» **QUOTED PASSAGE**
########################################

Hello,
I should read out fixed-format time and date from images.
The task is rather trivial, but tesseract performs weirdly.
I am using the Danish trained model. The format of the date string is dd.mm.yy the time is hh:mm.
Very often the ':' in the time is recognized as '1', but this is not difficult to correct.
In the date I experienced letter 'U' and 'O' instead of number '0' (this is neither very difficult to postprocess) and letter 'U' and 'H' instead of number '11'.
This is harder ...
The English pretrained model works - on the checked examples - perfectly (but I cant use it because the our embedded system has not enough memory).
I can build whitelist of characters with numbers and separators only. The precision doesn't inclease too much ...
Because of the format is fixed, I tried to use patterns: \d\d.\d\d.\d\d for the date and \d\d:\d\d for the time.

########################################

Resume the forum post about reading fixed-format dates and times from images with tesseract, picking up right after its last sentence.

########################################

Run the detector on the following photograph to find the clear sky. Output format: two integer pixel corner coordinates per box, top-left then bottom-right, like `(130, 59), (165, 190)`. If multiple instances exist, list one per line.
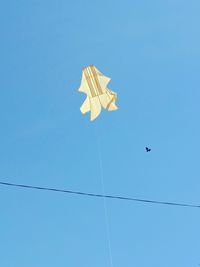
(0, 0), (200, 267)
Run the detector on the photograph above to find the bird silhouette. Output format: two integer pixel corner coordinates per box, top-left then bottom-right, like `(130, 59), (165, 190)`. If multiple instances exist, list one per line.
(146, 147), (151, 152)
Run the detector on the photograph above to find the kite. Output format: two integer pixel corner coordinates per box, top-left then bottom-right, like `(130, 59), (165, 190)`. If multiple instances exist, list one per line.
(78, 65), (118, 121)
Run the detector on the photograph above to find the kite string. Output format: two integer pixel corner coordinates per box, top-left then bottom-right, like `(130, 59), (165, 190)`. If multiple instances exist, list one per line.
(95, 126), (114, 267)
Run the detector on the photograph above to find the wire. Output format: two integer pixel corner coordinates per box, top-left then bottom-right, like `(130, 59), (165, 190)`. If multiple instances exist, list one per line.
(0, 182), (200, 208)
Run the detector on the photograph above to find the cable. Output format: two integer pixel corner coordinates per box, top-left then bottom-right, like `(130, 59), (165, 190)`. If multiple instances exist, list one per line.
(95, 125), (114, 267)
(0, 182), (200, 208)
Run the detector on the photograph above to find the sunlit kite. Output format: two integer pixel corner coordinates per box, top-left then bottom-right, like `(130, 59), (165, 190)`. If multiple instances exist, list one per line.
(78, 65), (118, 121)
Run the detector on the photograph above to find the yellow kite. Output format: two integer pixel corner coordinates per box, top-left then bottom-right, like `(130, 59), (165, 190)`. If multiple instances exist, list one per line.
(78, 65), (118, 121)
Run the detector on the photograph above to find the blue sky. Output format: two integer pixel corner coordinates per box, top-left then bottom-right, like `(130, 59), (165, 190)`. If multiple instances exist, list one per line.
(0, 0), (200, 267)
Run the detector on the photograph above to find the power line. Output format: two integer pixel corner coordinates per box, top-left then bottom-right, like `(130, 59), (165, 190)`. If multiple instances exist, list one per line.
(0, 182), (200, 208)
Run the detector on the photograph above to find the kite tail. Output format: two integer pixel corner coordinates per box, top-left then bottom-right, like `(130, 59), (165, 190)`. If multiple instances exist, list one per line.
(95, 126), (114, 267)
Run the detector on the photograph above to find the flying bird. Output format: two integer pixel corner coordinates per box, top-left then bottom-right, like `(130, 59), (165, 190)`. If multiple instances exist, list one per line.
(146, 147), (151, 152)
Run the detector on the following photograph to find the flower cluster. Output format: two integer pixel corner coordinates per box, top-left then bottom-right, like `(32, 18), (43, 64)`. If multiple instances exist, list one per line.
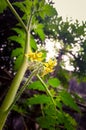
(25, 51), (57, 77)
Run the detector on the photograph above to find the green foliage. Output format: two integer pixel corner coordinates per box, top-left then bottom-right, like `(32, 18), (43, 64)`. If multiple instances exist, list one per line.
(26, 94), (51, 105)
(0, 0), (7, 13)
(28, 80), (45, 91)
(48, 78), (60, 88)
(59, 91), (80, 112)
(0, 0), (83, 130)
(25, 78), (80, 130)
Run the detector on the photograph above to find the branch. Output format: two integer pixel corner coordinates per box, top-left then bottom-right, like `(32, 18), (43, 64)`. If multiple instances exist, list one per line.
(5, 0), (27, 31)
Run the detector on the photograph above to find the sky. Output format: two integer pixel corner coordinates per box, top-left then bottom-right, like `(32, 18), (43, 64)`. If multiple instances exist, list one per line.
(53, 0), (86, 22)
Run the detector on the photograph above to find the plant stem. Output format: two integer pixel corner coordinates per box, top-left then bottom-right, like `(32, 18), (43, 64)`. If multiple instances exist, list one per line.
(5, 0), (27, 32)
(0, 0), (31, 130)
(37, 74), (56, 107)
(9, 69), (38, 110)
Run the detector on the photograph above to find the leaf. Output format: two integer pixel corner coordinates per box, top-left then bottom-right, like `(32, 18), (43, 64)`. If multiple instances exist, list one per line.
(26, 94), (51, 105)
(14, 55), (23, 70)
(48, 78), (60, 88)
(30, 36), (37, 50)
(37, 116), (56, 130)
(8, 36), (25, 48)
(34, 24), (45, 41)
(43, 4), (57, 16)
(0, 0), (7, 13)
(13, 105), (27, 114)
(59, 91), (80, 112)
(11, 48), (24, 57)
(28, 81), (45, 91)
(12, 28), (25, 39)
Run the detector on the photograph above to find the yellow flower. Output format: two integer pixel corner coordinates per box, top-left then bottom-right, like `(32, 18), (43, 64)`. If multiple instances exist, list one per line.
(44, 59), (57, 69)
(25, 52), (43, 61)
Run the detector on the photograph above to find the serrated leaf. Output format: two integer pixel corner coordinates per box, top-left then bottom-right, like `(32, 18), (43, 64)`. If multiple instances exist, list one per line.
(0, 0), (7, 13)
(59, 91), (80, 112)
(12, 28), (25, 39)
(13, 2), (26, 12)
(8, 36), (25, 48)
(27, 95), (51, 105)
(13, 105), (27, 114)
(11, 48), (24, 57)
(44, 4), (57, 16)
(34, 24), (45, 41)
(37, 116), (56, 130)
(48, 78), (60, 88)
(28, 81), (45, 91)
(30, 36), (37, 50)
(14, 55), (23, 70)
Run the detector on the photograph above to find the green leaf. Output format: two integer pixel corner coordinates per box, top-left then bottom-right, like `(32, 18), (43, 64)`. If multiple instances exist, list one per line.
(0, 0), (7, 13)
(11, 48), (24, 57)
(12, 28), (25, 40)
(13, 105), (27, 114)
(34, 24), (45, 41)
(14, 55), (23, 70)
(37, 116), (56, 130)
(59, 91), (80, 112)
(26, 94), (51, 105)
(43, 4), (57, 16)
(48, 78), (60, 88)
(30, 36), (37, 50)
(8, 36), (25, 48)
(28, 81), (45, 91)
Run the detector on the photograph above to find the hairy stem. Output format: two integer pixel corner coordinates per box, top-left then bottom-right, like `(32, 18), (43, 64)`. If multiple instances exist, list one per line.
(0, 0), (31, 130)
(5, 0), (27, 31)
(37, 74), (56, 107)
(9, 69), (38, 110)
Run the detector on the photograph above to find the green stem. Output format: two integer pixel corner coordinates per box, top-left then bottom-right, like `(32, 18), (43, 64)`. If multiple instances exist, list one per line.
(5, 0), (27, 31)
(0, 0), (31, 130)
(9, 69), (38, 110)
(37, 74), (56, 107)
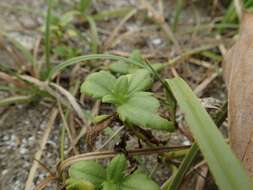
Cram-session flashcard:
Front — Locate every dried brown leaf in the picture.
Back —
[223,13,253,176]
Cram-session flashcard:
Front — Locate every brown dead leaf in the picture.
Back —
[223,13,253,176]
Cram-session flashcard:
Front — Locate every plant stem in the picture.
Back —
[45,0,53,76]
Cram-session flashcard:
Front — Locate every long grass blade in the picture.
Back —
[166,77,253,190]
[45,0,53,77]
[48,54,145,80]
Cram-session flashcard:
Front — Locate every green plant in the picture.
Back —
[81,69,173,130]
[67,154,160,190]
[109,49,164,74]
[166,77,253,190]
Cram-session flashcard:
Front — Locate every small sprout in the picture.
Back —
[67,154,160,190]
[81,69,173,130]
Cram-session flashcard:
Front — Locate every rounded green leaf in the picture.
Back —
[66,178,94,190]
[106,154,127,183]
[117,92,173,131]
[102,181,121,190]
[69,160,106,186]
[128,69,153,94]
[81,71,116,99]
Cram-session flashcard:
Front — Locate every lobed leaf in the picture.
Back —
[106,154,127,183]
[81,71,116,99]
[66,178,94,190]
[117,92,173,130]
[128,69,153,94]
[69,160,106,187]
[102,181,121,190]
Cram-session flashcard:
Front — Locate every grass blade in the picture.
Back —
[45,0,53,77]
[166,77,253,190]
[48,54,145,80]
[0,95,32,107]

########################################

» **EXERCISE RESULT**
With English model the pattern file is accepted and obviously is used, but the accuracy drops (starts to mismatch the ':' with '1', putting space between day, month and year ,,,)
With the danish model I get error message (sorry I can't quote it (I am on an other computer), but it cant recognize the format of the regexp, or similar ...) with the _same_ pattern file.
How the pattern file depend on the language?
What other way one can imagine to improve my model ...
I am _no_t using LSTM but tesseract 4.0.0 on linux.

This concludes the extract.